** Start of Records supplied **
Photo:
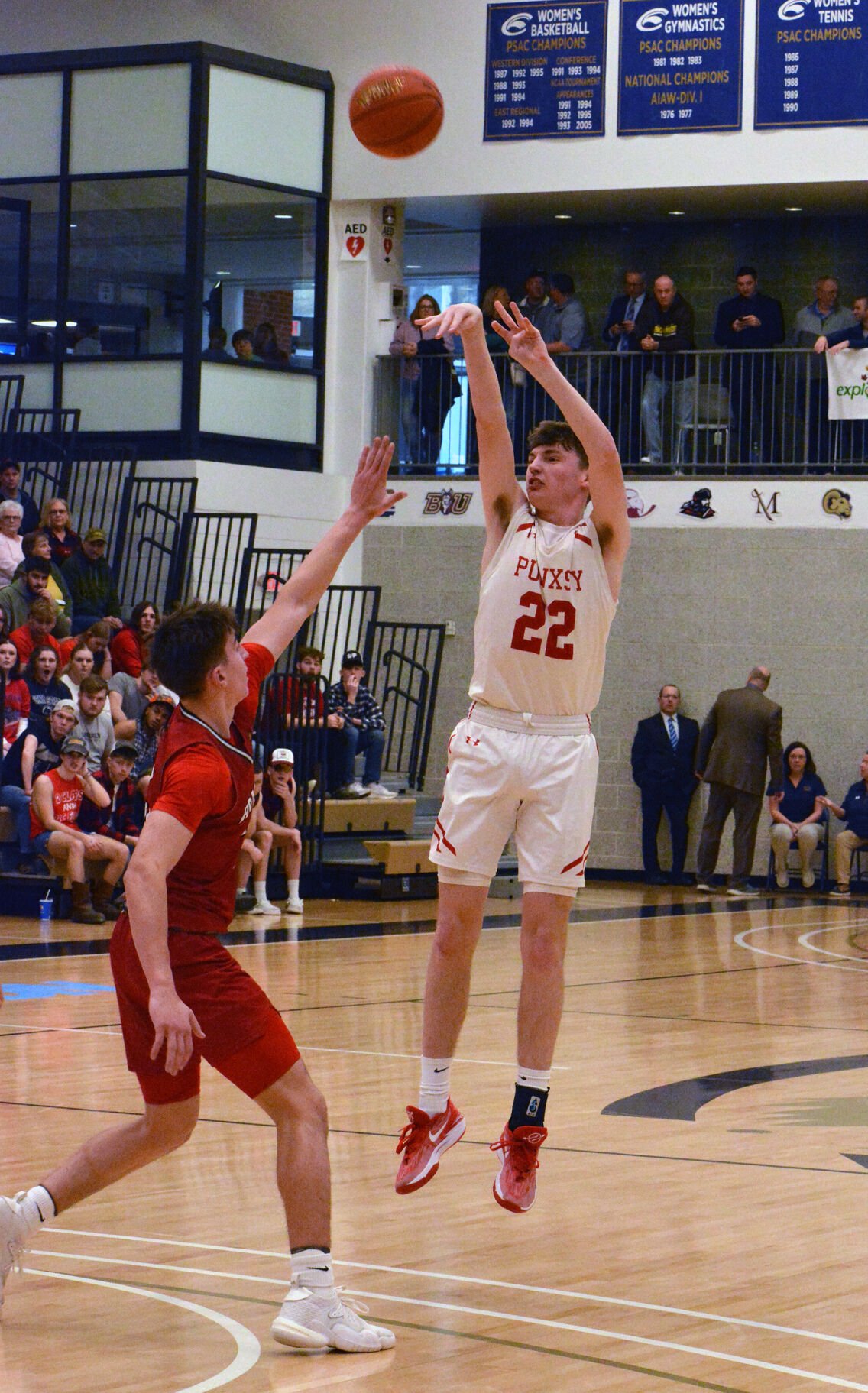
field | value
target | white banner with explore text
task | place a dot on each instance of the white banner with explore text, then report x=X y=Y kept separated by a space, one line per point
x=847 y=385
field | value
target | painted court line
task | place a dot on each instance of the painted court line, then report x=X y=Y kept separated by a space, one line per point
x=247 y=1345
x=477 y=1282
x=617 y=1336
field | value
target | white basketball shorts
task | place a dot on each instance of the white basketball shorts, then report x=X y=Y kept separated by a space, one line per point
x=534 y=776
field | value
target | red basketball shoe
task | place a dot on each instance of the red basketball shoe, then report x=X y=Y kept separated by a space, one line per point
x=516 y=1181
x=424 y=1140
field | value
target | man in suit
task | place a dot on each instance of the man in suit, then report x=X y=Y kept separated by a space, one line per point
x=740 y=733
x=662 y=760
x=622 y=384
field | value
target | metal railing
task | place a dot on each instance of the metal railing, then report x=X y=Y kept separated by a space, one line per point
x=712 y=410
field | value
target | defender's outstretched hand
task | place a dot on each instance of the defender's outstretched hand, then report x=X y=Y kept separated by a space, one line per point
x=455 y=319
x=370 y=494
x=524 y=342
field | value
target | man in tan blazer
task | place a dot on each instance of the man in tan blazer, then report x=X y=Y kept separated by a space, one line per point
x=740 y=733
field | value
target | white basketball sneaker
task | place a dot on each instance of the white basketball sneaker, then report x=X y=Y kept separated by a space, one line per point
x=325 y=1321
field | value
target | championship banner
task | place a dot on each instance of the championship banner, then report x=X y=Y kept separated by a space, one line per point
x=811 y=64
x=680 y=67
x=847 y=385
x=545 y=70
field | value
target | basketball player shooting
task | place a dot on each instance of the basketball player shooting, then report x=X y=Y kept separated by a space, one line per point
x=180 y=992
x=524 y=760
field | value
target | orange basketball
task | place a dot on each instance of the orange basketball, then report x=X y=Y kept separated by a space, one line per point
x=396 y=112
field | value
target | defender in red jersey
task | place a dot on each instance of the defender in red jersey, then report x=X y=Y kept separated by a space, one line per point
x=524 y=761
x=181 y=995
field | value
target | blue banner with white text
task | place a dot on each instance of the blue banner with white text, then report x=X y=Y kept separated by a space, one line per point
x=545 y=70
x=680 y=67
x=811 y=64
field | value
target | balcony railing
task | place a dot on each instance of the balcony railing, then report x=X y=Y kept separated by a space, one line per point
x=710 y=411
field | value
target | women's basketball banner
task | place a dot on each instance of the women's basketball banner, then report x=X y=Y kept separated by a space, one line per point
x=680 y=67
x=811 y=64
x=545 y=70
x=847 y=385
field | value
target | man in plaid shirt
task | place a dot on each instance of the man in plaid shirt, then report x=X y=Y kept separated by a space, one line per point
x=360 y=729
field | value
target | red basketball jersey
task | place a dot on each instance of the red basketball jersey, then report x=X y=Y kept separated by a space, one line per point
x=206 y=783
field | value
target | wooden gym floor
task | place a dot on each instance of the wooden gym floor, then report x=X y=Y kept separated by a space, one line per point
x=701 y=1211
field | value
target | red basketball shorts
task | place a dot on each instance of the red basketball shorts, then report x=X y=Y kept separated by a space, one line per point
x=245 y=1038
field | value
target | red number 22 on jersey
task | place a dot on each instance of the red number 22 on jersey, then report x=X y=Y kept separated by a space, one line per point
x=560 y=617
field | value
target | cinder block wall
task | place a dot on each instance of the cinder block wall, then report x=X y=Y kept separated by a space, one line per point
x=697 y=609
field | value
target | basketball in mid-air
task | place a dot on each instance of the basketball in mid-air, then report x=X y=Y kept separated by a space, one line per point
x=396 y=112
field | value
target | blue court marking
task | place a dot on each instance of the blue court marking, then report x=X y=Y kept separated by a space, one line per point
x=38 y=991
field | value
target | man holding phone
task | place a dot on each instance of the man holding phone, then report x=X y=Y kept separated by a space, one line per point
x=751 y=321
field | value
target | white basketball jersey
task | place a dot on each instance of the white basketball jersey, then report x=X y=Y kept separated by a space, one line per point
x=545 y=611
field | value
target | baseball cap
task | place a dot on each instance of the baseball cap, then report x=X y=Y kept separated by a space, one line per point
x=125 y=750
x=74 y=746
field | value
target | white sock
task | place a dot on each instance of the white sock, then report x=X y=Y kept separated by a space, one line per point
x=313 y=1269
x=434 y=1086
x=38 y=1207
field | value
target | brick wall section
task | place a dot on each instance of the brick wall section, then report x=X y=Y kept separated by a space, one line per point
x=697 y=609
x=275 y=306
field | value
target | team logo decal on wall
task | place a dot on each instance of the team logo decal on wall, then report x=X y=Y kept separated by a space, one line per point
x=636 y=504
x=837 y=504
x=448 y=502
x=700 y=506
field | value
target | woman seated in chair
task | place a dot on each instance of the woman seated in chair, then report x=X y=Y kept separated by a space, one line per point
x=797 y=814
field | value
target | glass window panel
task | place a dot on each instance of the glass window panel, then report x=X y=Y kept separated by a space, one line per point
x=130 y=118
x=30 y=125
x=127 y=267
x=265 y=130
x=125 y=396
x=260 y=272
x=258 y=406
x=28 y=293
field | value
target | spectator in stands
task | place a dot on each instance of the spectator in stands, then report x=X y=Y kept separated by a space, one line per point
x=10 y=488
x=663 y=329
x=623 y=375
x=79 y=668
x=750 y=322
x=30 y=755
x=280 y=819
x=267 y=346
x=147 y=737
x=92 y=582
x=15 y=698
x=216 y=346
x=37 y=543
x=95 y=721
x=822 y=316
x=797 y=812
x=11 y=552
x=128 y=697
x=566 y=322
x=254 y=856
x=243 y=346
x=426 y=372
x=15 y=599
x=55 y=832
x=360 y=731
x=854 y=808
x=42 y=682
x=130 y=643
x=120 y=819
x=59 y=530
x=37 y=629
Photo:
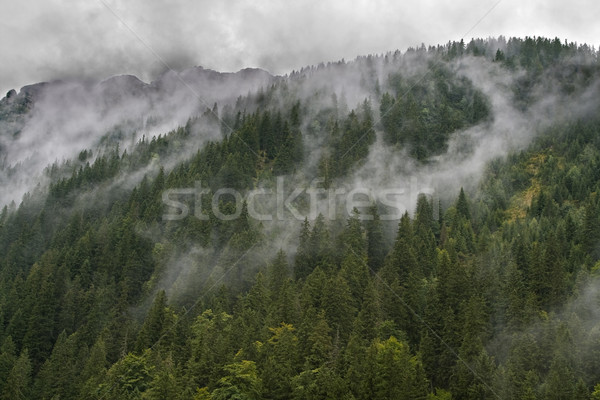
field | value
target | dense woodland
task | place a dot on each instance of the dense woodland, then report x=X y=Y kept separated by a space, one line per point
x=493 y=297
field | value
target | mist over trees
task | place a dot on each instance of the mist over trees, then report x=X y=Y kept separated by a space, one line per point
x=486 y=289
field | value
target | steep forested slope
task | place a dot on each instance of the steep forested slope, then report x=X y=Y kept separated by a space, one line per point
x=484 y=292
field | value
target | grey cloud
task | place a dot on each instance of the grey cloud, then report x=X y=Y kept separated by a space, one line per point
x=44 y=40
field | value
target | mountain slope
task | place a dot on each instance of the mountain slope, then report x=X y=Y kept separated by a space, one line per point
x=450 y=244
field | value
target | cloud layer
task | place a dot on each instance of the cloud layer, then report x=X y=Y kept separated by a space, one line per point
x=50 y=39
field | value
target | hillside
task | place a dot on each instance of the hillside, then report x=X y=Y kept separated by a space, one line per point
x=421 y=224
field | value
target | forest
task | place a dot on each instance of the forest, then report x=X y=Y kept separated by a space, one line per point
x=487 y=290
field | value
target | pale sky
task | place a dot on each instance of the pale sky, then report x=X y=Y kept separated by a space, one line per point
x=51 y=39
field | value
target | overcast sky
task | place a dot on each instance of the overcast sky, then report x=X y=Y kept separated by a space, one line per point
x=49 y=39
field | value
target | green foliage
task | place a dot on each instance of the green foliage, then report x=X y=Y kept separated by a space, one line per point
x=495 y=296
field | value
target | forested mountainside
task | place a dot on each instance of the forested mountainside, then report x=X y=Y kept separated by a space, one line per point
x=178 y=240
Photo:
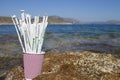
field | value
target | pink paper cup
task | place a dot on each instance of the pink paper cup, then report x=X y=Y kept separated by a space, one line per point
x=32 y=65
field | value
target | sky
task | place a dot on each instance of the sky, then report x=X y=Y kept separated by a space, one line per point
x=82 y=10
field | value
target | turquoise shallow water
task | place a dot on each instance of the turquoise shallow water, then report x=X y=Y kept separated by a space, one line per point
x=101 y=37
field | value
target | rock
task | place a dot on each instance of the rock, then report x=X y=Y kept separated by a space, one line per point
x=84 y=65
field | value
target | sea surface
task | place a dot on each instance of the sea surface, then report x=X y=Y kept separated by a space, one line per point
x=76 y=37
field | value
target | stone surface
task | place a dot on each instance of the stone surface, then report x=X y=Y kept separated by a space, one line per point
x=84 y=65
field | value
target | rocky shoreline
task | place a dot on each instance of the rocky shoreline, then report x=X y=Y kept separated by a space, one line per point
x=83 y=65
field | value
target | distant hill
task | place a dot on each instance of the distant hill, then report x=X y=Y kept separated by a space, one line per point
x=51 y=20
x=60 y=20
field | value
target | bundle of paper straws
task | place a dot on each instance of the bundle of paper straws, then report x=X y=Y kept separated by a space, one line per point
x=31 y=35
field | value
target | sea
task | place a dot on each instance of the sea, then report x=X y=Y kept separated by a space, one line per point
x=76 y=37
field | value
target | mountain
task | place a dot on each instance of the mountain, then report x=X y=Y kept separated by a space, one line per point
x=51 y=20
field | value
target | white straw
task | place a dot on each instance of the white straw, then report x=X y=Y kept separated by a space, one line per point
x=18 y=33
x=31 y=35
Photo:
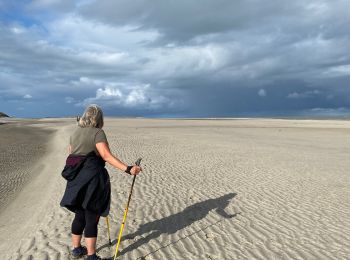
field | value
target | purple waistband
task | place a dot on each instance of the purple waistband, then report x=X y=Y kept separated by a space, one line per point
x=74 y=160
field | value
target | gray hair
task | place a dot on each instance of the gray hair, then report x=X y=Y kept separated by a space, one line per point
x=92 y=117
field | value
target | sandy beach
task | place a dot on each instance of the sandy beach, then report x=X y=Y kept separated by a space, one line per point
x=210 y=189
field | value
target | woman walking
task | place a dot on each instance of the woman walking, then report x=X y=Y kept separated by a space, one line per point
x=88 y=187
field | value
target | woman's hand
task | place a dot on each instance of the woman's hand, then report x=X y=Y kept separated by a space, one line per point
x=135 y=170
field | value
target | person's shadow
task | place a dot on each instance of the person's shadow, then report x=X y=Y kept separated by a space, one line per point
x=178 y=221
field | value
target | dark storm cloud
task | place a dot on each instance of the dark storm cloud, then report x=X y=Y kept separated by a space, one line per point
x=203 y=58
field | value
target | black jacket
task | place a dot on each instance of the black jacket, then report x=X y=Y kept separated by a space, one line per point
x=88 y=186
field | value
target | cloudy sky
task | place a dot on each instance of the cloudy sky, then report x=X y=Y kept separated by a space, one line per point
x=175 y=58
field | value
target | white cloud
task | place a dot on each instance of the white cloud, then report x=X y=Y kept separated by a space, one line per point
x=131 y=96
x=262 y=92
x=69 y=100
x=306 y=94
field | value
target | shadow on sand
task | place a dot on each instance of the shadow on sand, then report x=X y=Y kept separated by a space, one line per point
x=172 y=224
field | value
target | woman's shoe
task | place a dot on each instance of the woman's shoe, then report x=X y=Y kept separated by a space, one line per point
x=78 y=252
x=93 y=257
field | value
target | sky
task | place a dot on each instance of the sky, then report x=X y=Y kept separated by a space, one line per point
x=175 y=58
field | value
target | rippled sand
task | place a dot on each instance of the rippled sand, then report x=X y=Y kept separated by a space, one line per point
x=211 y=189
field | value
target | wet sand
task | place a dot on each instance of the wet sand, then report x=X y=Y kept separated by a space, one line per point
x=211 y=189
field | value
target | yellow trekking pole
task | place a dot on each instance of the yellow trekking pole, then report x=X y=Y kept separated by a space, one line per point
x=109 y=231
x=126 y=212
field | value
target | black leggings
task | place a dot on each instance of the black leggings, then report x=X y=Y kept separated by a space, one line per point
x=85 y=219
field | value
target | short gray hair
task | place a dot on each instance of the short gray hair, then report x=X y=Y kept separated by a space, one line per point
x=92 y=117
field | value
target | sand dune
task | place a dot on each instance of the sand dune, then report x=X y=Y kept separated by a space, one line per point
x=211 y=189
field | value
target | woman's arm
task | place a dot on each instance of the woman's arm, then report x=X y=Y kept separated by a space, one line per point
x=105 y=153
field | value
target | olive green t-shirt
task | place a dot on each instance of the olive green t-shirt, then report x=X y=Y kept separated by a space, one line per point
x=84 y=140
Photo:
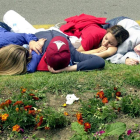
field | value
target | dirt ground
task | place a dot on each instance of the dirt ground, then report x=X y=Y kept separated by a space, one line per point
x=66 y=133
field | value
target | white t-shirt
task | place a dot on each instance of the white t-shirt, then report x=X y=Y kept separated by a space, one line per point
x=134 y=39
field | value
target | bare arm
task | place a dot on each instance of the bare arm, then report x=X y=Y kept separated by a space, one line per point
x=109 y=52
x=81 y=49
x=69 y=68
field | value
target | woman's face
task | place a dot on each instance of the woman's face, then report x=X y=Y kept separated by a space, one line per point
x=137 y=49
x=109 y=40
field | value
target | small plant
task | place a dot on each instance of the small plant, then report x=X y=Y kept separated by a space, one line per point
x=131 y=105
x=22 y=112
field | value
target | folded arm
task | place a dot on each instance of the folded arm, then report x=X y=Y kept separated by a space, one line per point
x=109 y=52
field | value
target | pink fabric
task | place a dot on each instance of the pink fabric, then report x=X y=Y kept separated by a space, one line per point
x=87 y=27
x=92 y=36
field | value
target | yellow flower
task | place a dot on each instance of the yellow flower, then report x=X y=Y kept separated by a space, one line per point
x=4 y=117
x=16 y=128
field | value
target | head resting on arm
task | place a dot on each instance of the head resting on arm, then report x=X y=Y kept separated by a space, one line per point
x=13 y=60
x=119 y=33
x=57 y=55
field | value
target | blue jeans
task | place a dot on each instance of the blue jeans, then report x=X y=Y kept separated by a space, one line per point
x=113 y=22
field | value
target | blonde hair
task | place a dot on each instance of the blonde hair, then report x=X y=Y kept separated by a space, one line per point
x=13 y=60
x=119 y=33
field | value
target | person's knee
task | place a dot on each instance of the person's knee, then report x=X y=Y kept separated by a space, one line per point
x=101 y=63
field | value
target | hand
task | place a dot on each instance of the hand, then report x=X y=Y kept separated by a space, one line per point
x=37 y=45
x=53 y=71
x=102 y=49
x=131 y=61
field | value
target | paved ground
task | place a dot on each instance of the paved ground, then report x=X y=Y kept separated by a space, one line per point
x=54 y=11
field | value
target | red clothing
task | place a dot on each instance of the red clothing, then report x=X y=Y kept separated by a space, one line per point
x=86 y=26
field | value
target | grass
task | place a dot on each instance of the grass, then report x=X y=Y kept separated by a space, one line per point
x=113 y=75
x=119 y=75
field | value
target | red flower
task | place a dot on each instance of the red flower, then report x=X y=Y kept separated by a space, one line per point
x=118 y=94
x=79 y=118
x=35 y=98
x=40 y=122
x=66 y=113
x=87 y=126
x=2 y=105
x=119 y=108
x=27 y=107
x=18 y=103
x=16 y=128
x=47 y=128
x=23 y=90
x=80 y=121
x=104 y=100
x=32 y=112
x=8 y=102
x=31 y=94
x=100 y=94
x=4 y=117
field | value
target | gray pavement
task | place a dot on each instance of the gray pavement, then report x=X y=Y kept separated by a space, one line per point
x=54 y=11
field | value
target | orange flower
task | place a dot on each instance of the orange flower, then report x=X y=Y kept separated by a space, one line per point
x=23 y=90
x=100 y=94
x=32 y=112
x=6 y=103
x=4 y=117
x=18 y=103
x=118 y=94
x=17 y=109
x=16 y=128
x=104 y=100
x=27 y=107
x=87 y=126
x=47 y=128
x=66 y=114
x=2 y=105
x=35 y=98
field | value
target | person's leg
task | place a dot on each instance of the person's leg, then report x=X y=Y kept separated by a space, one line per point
x=113 y=22
x=85 y=61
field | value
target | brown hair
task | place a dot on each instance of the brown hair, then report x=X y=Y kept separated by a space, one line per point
x=13 y=60
x=119 y=33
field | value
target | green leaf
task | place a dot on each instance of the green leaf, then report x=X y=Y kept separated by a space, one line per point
x=78 y=128
x=117 y=128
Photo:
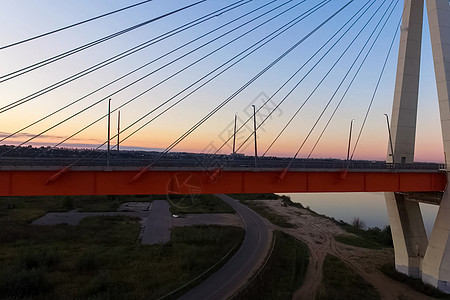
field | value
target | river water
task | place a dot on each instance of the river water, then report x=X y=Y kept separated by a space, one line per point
x=369 y=207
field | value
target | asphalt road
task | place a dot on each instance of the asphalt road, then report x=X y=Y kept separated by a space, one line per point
** End of Records supplied **
> What the task asks:
Please list every line of the items above that contains the string "turquoise", treating uppercase and lowercase as different.

> The completed task:
target | turquoise shallow water
task | place a dot on each instance of the turquoise shallow water, then report x=X y=Y kept separated by a space, one line per point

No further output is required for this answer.